- [GIVEN EXERCISE]: Tally the lines below that contain the string "phrase". Reply with the number only.

- [STORED ROWS]:
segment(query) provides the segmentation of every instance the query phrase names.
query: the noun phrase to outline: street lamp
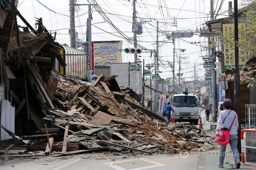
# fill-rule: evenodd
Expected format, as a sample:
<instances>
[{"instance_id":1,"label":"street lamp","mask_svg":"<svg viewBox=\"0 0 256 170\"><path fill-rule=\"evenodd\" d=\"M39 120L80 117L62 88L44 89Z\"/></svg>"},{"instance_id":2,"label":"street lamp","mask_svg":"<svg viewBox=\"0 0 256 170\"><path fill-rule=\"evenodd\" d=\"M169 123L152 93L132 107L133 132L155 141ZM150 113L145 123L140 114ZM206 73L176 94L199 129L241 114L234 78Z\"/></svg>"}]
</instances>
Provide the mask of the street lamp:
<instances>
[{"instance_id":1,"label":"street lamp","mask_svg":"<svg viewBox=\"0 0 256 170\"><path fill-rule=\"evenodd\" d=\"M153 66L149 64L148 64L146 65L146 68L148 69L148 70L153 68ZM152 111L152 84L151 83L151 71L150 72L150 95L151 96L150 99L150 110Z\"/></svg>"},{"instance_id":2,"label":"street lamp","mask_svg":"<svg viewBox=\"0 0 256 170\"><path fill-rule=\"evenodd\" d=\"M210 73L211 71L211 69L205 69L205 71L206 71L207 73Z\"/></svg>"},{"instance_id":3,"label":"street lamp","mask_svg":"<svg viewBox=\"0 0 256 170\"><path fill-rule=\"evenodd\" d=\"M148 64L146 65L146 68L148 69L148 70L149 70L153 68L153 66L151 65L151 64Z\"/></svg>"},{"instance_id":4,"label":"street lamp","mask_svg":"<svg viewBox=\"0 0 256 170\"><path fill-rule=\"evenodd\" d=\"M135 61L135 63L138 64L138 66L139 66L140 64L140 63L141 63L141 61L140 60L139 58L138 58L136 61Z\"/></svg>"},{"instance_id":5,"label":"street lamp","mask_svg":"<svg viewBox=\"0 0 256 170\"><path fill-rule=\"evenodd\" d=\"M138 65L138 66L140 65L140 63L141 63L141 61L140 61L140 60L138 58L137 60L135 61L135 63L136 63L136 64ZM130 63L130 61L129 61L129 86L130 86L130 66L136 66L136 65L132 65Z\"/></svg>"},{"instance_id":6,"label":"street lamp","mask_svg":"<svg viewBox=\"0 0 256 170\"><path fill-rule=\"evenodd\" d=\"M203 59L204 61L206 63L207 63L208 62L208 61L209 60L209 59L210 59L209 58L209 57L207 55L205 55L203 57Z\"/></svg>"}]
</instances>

- [RESPONSE]: 2